§ TASK PROMPT:
Would you please output only the lines from the one containing "Ground evergreen tree" through the end of the entries below, exactly as written?

§ RECORDS SHOWN:
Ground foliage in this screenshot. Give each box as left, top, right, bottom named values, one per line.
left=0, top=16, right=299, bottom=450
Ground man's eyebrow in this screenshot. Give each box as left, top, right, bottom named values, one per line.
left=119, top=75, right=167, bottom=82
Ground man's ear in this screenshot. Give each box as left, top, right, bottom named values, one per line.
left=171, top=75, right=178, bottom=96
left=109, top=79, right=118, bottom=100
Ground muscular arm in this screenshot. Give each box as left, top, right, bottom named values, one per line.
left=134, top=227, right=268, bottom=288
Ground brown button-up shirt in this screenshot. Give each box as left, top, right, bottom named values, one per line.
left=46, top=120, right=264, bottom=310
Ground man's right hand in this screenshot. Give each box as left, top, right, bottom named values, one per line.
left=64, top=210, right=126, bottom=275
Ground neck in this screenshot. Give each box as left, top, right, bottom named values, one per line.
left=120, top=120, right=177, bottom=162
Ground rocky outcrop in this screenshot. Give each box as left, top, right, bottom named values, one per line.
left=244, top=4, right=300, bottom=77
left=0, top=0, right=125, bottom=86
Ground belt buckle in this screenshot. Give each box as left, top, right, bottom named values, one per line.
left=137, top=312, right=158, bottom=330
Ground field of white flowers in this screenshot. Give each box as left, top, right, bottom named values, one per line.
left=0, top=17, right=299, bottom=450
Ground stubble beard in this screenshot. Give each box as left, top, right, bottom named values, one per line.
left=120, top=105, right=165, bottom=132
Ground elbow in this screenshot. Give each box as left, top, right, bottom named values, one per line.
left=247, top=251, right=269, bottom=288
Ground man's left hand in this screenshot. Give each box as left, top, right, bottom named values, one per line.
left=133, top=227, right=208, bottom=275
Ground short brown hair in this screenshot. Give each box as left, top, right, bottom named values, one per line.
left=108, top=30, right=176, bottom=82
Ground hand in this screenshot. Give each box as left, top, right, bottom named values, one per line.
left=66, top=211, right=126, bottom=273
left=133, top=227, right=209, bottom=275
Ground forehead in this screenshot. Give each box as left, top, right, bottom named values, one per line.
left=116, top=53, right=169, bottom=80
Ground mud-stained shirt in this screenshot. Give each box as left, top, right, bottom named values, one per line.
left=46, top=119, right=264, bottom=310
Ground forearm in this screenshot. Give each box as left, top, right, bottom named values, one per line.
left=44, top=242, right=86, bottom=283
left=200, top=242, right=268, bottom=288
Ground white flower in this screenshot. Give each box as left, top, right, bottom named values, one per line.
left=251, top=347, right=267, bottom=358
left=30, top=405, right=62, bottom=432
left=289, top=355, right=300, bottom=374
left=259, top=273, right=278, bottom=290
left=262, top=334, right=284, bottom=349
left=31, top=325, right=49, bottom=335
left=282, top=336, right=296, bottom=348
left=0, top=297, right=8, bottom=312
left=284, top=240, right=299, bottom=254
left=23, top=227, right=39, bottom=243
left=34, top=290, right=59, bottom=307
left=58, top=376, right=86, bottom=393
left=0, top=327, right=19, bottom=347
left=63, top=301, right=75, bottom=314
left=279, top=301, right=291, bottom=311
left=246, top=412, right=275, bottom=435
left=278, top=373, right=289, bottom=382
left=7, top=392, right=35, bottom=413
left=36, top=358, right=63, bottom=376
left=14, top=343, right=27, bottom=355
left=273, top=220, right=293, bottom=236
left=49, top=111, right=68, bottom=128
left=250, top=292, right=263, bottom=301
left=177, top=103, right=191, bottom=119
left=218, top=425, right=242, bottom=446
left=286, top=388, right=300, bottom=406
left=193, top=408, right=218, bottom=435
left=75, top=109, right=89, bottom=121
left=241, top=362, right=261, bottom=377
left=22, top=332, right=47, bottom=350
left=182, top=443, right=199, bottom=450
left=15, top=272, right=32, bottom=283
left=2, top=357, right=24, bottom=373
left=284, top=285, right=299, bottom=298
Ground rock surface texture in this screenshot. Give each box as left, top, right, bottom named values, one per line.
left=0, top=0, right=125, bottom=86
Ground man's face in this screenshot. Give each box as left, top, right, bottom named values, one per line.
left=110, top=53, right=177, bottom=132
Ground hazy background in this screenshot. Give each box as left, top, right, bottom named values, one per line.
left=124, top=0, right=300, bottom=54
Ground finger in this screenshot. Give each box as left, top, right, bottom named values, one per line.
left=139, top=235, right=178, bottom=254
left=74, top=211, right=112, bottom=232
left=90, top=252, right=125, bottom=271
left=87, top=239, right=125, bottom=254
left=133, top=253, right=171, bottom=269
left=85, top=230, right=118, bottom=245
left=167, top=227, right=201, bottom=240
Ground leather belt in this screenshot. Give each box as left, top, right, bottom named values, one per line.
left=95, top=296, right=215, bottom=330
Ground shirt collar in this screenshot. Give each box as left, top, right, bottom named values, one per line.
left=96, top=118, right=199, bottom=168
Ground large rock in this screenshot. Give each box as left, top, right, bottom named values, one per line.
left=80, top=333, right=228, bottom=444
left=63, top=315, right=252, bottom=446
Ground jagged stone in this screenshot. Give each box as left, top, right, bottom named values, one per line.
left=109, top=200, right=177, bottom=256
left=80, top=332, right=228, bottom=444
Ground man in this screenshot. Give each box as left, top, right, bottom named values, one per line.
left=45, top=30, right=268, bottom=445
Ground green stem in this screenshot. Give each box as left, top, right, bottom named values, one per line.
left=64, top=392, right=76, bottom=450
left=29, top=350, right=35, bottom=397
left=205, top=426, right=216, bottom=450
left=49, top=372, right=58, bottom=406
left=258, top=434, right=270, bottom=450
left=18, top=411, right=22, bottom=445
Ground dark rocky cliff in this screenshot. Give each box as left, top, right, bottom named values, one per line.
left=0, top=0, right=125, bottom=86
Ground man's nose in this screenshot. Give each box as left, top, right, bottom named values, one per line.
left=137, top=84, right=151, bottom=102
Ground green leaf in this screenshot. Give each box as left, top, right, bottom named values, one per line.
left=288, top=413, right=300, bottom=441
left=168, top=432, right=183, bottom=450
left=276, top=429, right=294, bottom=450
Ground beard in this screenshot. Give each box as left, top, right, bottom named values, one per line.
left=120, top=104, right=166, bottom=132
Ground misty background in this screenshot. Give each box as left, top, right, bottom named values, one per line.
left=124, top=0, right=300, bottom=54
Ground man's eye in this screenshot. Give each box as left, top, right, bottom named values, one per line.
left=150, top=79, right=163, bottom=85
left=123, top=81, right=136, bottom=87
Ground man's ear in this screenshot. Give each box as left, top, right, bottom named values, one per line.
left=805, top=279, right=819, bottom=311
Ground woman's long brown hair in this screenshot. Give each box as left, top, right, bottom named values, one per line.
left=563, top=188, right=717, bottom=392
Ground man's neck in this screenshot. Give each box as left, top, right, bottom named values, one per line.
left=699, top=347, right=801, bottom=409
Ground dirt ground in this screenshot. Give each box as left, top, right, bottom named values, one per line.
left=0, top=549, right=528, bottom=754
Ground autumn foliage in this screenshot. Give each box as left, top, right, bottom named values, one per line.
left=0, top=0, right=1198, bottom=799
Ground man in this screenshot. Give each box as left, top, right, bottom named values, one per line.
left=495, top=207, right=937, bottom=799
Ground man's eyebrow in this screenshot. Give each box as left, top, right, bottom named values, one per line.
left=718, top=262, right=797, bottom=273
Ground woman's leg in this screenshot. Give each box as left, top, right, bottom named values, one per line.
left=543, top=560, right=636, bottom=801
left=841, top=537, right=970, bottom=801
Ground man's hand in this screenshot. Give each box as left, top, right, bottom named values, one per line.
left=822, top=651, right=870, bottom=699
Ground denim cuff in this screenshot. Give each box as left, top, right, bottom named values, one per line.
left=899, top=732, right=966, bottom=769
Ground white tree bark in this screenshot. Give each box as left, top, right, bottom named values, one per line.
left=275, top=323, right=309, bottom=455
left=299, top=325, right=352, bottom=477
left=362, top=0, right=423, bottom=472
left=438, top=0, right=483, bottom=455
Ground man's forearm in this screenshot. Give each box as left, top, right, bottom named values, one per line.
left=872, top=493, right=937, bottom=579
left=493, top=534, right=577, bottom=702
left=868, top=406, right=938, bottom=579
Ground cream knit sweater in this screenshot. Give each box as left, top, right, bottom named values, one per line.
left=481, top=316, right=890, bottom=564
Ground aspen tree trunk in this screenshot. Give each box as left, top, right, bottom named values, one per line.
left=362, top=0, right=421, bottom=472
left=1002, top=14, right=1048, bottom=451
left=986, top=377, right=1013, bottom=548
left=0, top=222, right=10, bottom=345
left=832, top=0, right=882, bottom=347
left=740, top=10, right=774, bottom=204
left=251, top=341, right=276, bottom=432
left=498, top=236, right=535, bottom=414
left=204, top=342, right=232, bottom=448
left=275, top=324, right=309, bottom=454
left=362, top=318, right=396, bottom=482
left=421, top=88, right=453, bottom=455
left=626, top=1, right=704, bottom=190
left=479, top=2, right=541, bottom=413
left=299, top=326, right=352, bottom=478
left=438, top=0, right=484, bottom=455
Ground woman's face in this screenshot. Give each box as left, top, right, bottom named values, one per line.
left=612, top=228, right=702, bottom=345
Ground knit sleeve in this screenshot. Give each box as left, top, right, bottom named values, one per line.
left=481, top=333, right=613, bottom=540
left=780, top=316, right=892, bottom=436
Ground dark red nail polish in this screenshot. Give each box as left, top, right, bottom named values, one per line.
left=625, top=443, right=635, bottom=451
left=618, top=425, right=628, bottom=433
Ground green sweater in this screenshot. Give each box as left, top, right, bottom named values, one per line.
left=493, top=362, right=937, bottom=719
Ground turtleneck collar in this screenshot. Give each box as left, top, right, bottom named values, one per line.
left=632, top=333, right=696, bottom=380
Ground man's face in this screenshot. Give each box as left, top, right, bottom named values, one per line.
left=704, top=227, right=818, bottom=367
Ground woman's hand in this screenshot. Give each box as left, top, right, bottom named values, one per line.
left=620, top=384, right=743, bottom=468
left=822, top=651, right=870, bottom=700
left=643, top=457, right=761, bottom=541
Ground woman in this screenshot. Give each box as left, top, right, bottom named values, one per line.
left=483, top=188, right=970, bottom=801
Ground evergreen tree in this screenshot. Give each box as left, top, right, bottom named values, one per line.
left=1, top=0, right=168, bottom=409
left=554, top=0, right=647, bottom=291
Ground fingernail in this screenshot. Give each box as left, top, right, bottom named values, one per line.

§ RESPONSE BELOW:
Ground evergreen tree in this screenshot. Give each box as left, top, right, bottom named values, one per line.
left=1, top=0, right=168, bottom=409
left=554, top=0, right=647, bottom=291
Ground fingernail in this screenshot. Give each box as left, top, right, bottom named values, one per line.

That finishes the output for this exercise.